WORK REQUEST 1 >>
From the Rosa Newmarch biography, extract everything from "From 1908 until" down to "by the composer.", word for word.
WORK REQUEST 2 >>
Decide whether each statement agrees with the Rosa Newmarch biography, answering yes or no and quoting the words that settle it: (a) She married Henry Charles Newmarch in 1883. (b) Her research at the Imperial Public Library of Saint Petersburg was supervised by Eric Blom. (c) She died in Leamington.

READING PASSAGE >>
┌──

Rosa Harriet Newmarch (18 December 1857 – 9 April 1940) was an English poet and musicologist.

==Biography==
Rosa Harriet Jeaffreson was born in Leamington in 1857, the maternal granddaughter of 19th-century dramatist James Kenney. She settled in London in 1880, when she began contributing articles to various literary journals. In 1883, she married Henry Charles Newmarch, thereafter using her married name in her professional work.

Beginning in 1897, she did a great deal of research on Russian music, making many visits to Russia and working at the Imperial Public Library of Saint Petersburg under the supervision of Vladimir Stassov. She became one of the first English critics to champion Russian music. After 1915 she performed a similar service for Slovak music.

From 1907 she edited the Living Masters of Music book series for John Lane.

From 1908 until 1920, she wrote programme notes for the New Queen's Hall Orchestra, and for Prom concerts. From 1919 she was assisted in respect of new works to the repertoire by Eric Blom, then in the early stages of his writing career. Newmarch's existing notes for established works continued to appear in the programmes. Newmarch and Blom continued to write in tandem until 1927, when the BBC took over the concerts.

Newmarch died in Worthing in 1940, aged 82. She was the great-grandmother of comedian Sara Pascoe.

==Legacy==
On 26 October 2010, Newmarch was the subject of the 30-minute BBC Radio programme "Rosa and Leoš", narrated by Peter Avis. This described her role popularising the music of Leoš Janáček in Britain, and organising a visit to Britain by the composer.

└──

[Region pointing data]

┌──

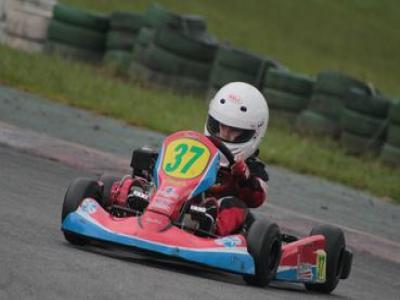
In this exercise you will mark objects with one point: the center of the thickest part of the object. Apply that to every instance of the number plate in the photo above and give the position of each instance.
(185, 158)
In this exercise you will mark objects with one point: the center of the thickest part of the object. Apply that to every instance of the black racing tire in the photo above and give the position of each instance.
(285, 101)
(140, 73)
(120, 40)
(292, 83)
(76, 36)
(118, 60)
(80, 18)
(335, 246)
(241, 60)
(221, 75)
(330, 106)
(72, 52)
(309, 122)
(372, 105)
(393, 136)
(145, 36)
(265, 246)
(336, 83)
(108, 180)
(355, 144)
(363, 125)
(126, 21)
(163, 61)
(78, 190)
(394, 112)
(183, 44)
(390, 155)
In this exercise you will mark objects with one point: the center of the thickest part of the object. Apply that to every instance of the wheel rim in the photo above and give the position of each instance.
(274, 255)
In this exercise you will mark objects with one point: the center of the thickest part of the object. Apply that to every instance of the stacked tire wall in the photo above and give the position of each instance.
(324, 112)
(121, 39)
(234, 64)
(390, 153)
(364, 122)
(26, 23)
(172, 51)
(2, 21)
(78, 34)
(287, 93)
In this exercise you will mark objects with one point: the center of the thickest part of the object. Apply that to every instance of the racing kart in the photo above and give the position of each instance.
(164, 218)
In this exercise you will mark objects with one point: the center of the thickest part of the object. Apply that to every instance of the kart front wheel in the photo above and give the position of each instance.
(78, 190)
(264, 245)
(335, 253)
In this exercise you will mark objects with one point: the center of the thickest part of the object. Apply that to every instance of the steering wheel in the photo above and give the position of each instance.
(223, 149)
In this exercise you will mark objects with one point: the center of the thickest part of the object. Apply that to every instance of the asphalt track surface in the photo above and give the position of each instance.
(37, 263)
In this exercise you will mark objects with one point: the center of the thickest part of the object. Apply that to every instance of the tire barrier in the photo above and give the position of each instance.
(329, 99)
(390, 153)
(121, 40)
(2, 21)
(287, 93)
(234, 64)
(75, 33)
(364, 121)
(26, 23)
(173, 50)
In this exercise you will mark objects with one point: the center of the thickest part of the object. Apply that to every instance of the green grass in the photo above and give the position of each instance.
(358, 37)
(95, 89)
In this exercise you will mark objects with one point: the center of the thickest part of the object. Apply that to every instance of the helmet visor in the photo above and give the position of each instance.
(227, 133)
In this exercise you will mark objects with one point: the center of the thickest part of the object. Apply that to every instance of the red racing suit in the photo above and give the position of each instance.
(236, 194)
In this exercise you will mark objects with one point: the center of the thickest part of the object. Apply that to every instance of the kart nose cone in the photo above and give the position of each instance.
(153, 221)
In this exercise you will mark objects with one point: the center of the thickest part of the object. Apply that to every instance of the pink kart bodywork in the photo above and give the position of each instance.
(154, 231)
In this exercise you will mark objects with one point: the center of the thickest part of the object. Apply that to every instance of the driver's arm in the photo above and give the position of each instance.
(251, 182)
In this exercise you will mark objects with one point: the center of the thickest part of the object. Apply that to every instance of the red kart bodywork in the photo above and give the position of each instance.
(301, 261)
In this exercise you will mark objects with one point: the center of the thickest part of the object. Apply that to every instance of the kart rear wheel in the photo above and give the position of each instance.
(264, 244)
(78, 190)
(335, 252)
(107, 180)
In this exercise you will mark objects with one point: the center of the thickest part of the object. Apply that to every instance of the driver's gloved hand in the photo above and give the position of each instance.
(240, 171)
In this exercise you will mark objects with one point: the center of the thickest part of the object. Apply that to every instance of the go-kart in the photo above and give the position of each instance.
(163, 219)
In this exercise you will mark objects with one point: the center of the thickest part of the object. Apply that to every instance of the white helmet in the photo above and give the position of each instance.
(241, 106)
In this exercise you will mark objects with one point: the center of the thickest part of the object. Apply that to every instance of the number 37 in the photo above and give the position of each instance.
(181, 150)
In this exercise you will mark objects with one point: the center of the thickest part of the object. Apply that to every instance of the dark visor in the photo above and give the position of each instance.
(244, 136)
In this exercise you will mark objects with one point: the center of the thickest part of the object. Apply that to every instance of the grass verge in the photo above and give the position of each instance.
(95, 89)
(358, 37)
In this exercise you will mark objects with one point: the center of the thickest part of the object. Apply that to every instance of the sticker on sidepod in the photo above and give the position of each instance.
(321, 264)
(229, 242)
(185, 158)
(89, 206)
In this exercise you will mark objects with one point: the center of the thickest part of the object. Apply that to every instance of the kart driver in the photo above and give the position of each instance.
(238, 116)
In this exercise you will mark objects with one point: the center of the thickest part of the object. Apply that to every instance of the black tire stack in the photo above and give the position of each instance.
(287, 93)
(390, 153)
(324, 111)
(2, 21)
(234, 64)
(121, 39)
(78, 34)
(364, 122)
(172, 51)
(26, 23)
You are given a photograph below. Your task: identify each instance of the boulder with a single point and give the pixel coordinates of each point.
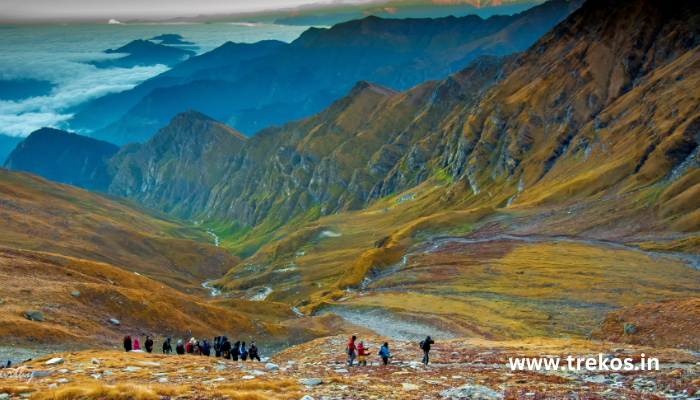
(55, 361)
(472, 392)
(311, 381)
(34, 316)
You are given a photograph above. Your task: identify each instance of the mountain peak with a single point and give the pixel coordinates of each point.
(364, 85)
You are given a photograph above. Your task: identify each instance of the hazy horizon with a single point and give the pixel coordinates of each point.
(95, 11)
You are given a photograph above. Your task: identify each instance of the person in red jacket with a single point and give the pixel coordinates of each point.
(363, 353)
(351, 350)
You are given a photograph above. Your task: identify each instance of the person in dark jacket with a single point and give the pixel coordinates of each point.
(384, 353)
(236, 351)
(425, 345)
(253, 352)
(225, 348)
(217, 346)
(244, 352)
(167, 347)
(149, 344)
(206, 348)
(127, 343)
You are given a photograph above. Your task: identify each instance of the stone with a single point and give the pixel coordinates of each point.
(472, 392)
(150, 364)
(311, 381)
(55, 361)
(34, 316)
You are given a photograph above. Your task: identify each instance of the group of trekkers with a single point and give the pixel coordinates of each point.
(222, 348)
(359, 350)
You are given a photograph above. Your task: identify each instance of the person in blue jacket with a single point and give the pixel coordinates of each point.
(384, 353)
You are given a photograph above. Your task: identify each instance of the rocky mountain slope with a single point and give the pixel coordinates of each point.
(64, 157)
(323, 64)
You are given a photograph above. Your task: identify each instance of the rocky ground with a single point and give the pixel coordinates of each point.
(470, 369)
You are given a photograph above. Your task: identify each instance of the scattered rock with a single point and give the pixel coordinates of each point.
(149, 364)
(55, 361)
(34, 316)
(472, 392)
(311, 382)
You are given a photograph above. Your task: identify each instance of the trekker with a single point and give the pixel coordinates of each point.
(206, 348)
(225, 348)
(425, 346)
(384, 353)
(253, 352)
(127, 343)
(217, 346)
(167, 348)
(189, 347)
(351, 350)
(244, 352)
(149, 344)
(362, 352)
(236, 351)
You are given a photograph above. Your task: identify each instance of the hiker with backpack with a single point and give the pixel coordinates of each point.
(127, 343)
(253, 352)
(167, 348)
(149, 344)
(425, 346)
(363, 353)
(225, 348)
(236, 351)
(244, 352)
(351, 350)
(384, 353)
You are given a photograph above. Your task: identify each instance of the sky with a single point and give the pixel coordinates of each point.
(31, 11)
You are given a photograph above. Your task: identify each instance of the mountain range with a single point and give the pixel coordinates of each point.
(245, 85)
(524, 194)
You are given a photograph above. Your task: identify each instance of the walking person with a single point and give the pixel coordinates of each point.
(167, 348)
(363, 353)
(236, 351)
(253, 352)
(351, 350)
(127, 343)
(217, 346)
(206, 348)
(225, 348)
(149, 344)
(425, 346)
(244, 352)
(384, 353)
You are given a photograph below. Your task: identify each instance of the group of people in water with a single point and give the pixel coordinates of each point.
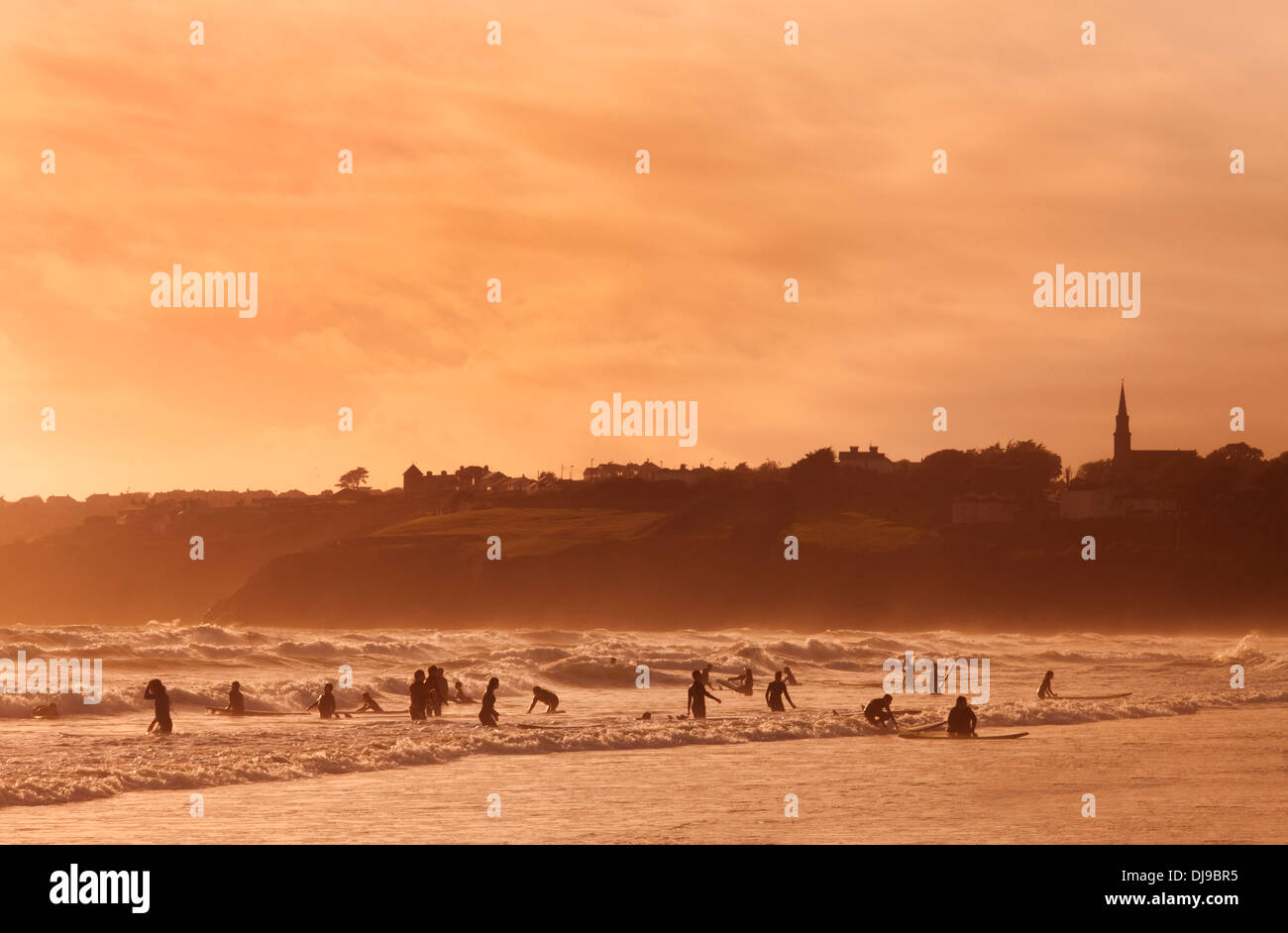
(429, 692)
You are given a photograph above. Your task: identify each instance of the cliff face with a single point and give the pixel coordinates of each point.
(973, 578)
(700, 564)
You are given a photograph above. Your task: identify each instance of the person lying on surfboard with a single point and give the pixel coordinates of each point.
(698, 695)
(325, 703)
(742, 683)
(369, 705)
(777, 691)
(488, 716)
(236, 701)
(1044, 691)
(962, 719)
(879, 713)
(542, 695)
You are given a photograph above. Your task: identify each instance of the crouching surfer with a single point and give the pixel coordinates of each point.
(1044, 691)
(879, 713)
(325, 703)
(542, 695)
(961, 718)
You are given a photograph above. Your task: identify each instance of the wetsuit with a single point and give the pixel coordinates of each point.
(488, 716)
(419, 695)
(162, 710)
(961, 721)
(877, 712)
(698, 700)
(774, 693)
(546, 697)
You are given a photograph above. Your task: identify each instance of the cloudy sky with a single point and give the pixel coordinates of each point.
(518, 162)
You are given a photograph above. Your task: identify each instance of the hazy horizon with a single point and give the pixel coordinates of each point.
(518, 162)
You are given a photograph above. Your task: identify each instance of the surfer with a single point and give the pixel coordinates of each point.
(879, 713)
(542, 695)
(961, 718)
(776, 692)
(488, 716)
(419, 691)
(438, 684)
(236, 701)
(742, 683)
(698, 695)
(1044, 691)
(161, 717)
(325, 703)
(369, 705)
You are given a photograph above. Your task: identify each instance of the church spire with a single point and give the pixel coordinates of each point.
(1122, 433)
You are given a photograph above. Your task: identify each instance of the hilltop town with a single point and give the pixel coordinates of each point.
(958, 533)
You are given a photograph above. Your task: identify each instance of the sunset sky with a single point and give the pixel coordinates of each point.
(518, 162)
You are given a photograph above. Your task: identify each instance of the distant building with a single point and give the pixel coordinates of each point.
(1140, 463)
(870, 460)
(978, 510)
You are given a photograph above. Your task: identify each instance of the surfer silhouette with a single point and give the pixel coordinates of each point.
(961, 718)
(542, 695)
(487, 714)
(1044, 691)
(236, 701)
(777, 691)
(419, 692)
(697, 706)
(325, 703)
(879, 713)
(741, 683)
(156, 692)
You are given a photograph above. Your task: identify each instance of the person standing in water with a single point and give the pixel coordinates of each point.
(542, 695)
(325, 703)
(698, 695)
(419, 692)
(156, 692)
(488, 716)
(1044, 691)
(962, 719)
(236, 701)
(776, 692)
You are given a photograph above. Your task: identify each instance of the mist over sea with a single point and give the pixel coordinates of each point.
(102, 752)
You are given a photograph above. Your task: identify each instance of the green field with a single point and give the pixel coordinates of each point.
(528, 532)
(857, 532)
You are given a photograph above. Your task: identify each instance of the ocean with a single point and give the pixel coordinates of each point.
(1185, 758)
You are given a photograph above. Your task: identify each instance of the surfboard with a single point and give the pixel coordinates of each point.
(921, 729)
(222, 710)
(944, 735)
(1102, 696)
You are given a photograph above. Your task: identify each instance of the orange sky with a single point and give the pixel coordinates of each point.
(516, 162)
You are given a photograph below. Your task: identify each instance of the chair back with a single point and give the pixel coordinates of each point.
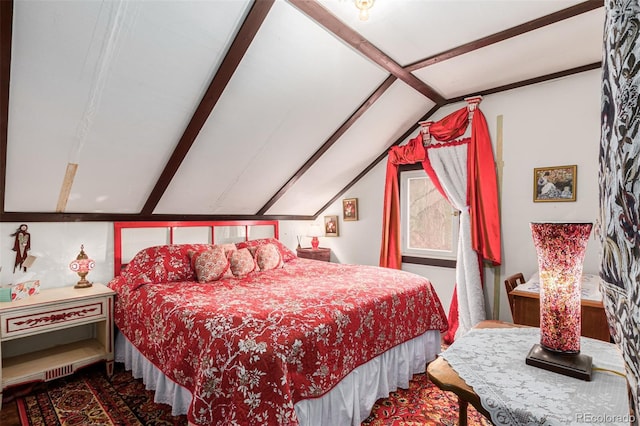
(510, 283)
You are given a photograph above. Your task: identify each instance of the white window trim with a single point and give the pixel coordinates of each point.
(404, 222)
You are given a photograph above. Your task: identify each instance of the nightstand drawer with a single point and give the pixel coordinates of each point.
(38, 320)
(322, 254)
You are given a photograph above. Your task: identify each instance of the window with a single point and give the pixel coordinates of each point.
(429, 223)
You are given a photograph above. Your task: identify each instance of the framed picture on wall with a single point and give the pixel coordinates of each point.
(557, 183)
(350, 209)
(331, 226)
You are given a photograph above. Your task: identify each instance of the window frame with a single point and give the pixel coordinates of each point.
(422, 257)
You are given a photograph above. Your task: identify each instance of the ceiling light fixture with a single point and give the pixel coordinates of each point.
(364, 6)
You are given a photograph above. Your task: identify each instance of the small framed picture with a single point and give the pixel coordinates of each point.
(331, 226)
(558, 183)
(350, 209)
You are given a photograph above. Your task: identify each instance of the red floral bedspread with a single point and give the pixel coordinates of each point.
(249, 349)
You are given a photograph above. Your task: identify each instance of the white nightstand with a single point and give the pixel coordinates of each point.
(53, 333)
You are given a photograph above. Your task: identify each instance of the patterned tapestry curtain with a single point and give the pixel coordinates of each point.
(619, 179)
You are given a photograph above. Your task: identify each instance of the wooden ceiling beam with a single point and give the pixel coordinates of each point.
(6, 30)
(377, 160)
(242, 41)
(535, 24)
(133, 217)
(529, 81)
(324, 18)
(498, 89)
(332, 139)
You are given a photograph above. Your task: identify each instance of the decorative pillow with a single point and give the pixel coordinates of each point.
(241, 262)
(161, 264)
(285, 252)
(268, 257)
(210, 265)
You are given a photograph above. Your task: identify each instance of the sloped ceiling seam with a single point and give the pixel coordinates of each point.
(242, 41)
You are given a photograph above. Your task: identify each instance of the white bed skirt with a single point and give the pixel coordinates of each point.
(348, 403)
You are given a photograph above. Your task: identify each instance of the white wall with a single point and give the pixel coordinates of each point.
(548, 124)
(55, 245)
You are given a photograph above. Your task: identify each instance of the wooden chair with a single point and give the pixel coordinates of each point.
(510, 283)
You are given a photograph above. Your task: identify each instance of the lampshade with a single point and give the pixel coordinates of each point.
(315, 231)
(560, 248)
(82, 265)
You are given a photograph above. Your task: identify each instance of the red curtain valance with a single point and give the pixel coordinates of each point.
(482, 189)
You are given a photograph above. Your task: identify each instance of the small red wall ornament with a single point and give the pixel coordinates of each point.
(21, 246)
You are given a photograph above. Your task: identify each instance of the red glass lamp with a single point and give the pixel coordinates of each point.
(314, 232)
(82, 265)
(560, 248)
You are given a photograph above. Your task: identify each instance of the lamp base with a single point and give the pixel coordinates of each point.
(573, 365)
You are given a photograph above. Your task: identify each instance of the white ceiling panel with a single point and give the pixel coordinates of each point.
(398, 109)
(112, 85)
(556, 47)
(278, 109)
(411, 30)
(121, 93)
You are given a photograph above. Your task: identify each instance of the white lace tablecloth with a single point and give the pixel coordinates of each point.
(492, 362)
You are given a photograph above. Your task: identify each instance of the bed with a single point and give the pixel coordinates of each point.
(271, 339)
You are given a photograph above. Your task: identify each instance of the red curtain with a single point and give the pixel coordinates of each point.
(482, 193)
(390, 252)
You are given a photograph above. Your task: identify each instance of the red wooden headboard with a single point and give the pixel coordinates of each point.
(118, 227)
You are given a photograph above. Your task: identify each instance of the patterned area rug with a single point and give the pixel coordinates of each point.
(89, 398)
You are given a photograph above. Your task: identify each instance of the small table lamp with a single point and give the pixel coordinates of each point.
(560, 248)
(82, 265)
(314, 232)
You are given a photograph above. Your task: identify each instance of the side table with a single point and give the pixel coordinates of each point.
(321, 253)
(487, 369)
(28, 355)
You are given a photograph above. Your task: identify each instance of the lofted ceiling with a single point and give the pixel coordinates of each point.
(140, 109)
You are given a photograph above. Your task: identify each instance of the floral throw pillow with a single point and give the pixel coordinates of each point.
(241, 262)
(268, 257)
(210, 265)
(285, 252)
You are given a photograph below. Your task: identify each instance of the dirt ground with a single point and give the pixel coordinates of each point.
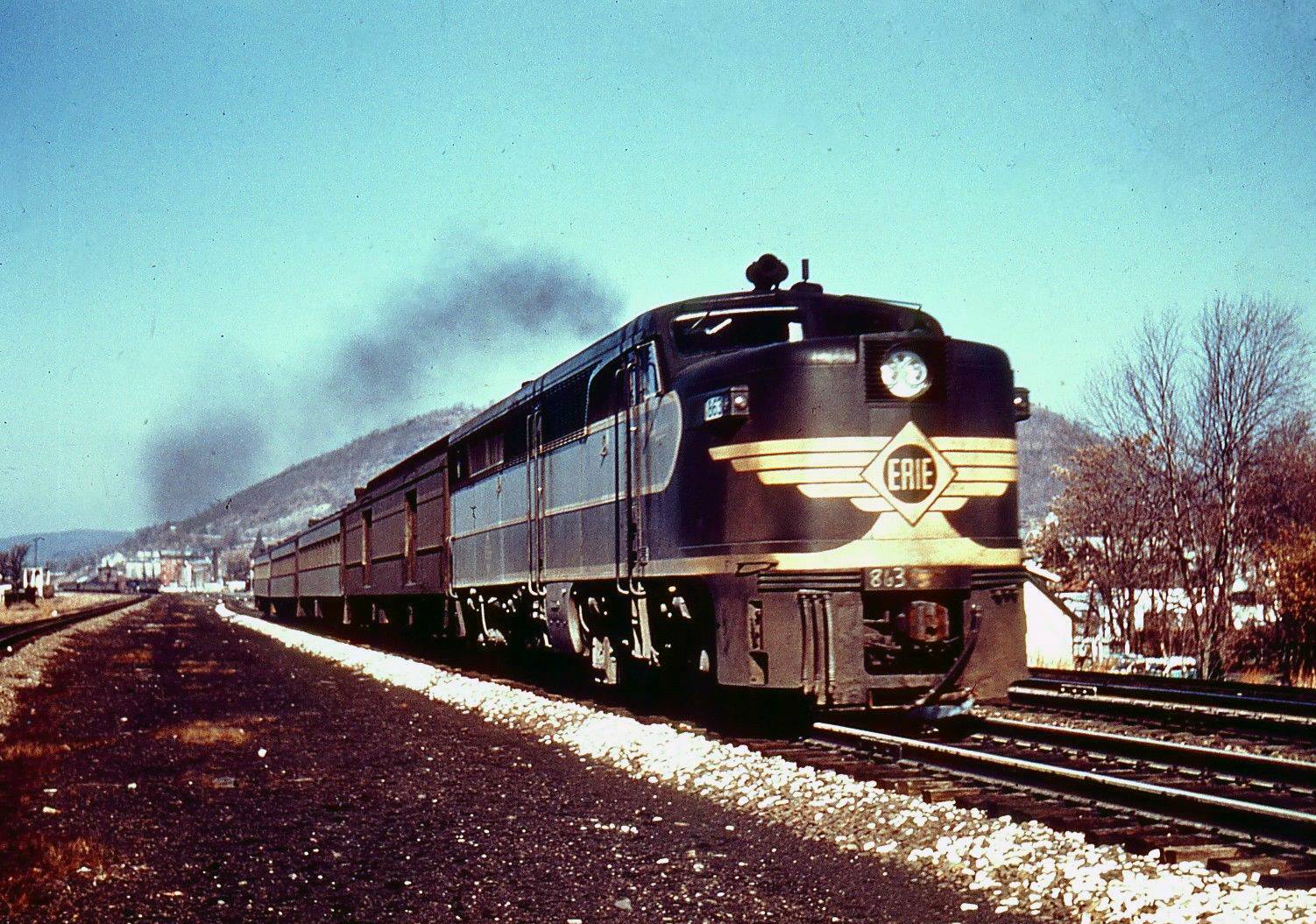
(65, 603)
(180, 767)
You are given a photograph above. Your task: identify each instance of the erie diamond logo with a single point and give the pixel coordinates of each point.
(909, 473)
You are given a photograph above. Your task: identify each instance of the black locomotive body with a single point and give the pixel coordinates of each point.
(781, 490)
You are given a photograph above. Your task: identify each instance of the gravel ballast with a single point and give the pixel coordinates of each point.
(1001, 865)
(180, 767)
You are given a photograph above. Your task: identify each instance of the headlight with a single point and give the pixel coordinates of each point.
(904, 374)
(731, 403)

└──

EXERCISE OUTPUT 1 >>
From 1908 until 1920, she wrote programme notes for the New Queen's Hall Orchestra, and for Prom concerts. From 1919 she was assisted in respect of new works to the repertoire by Eric Blom, then in the early stages of his writing career. Newmarch's existing notes for established works continued to appear in the programmes. Newmarch and Blom continued to write in tandem until 1927, when the BBC took over the concerts.

Newmarch died in Worthing in 1940, aged 82. She was the great-grandmother of comedian Sara Pascoe.

==Legacy==
On 26 October 2010, Newmarch was the subject of the 30-minute BBC Radio programme "Rosa and Leoš", narrated by Peter Avis. This described her role popularising the music of Leoš Janáček in Britain, and organising a visit to Britain by the composer.

EXERCISE OUTPUT 2 >>
(a) Yes: "In 1883, she married Henry Charles Newmarch"
(b) No: "working at the Imperial Public Library of Saint Petersburg under the supervision of Vladimir Stassov"
(c) No: "Newmarch died in Worthing in 1940"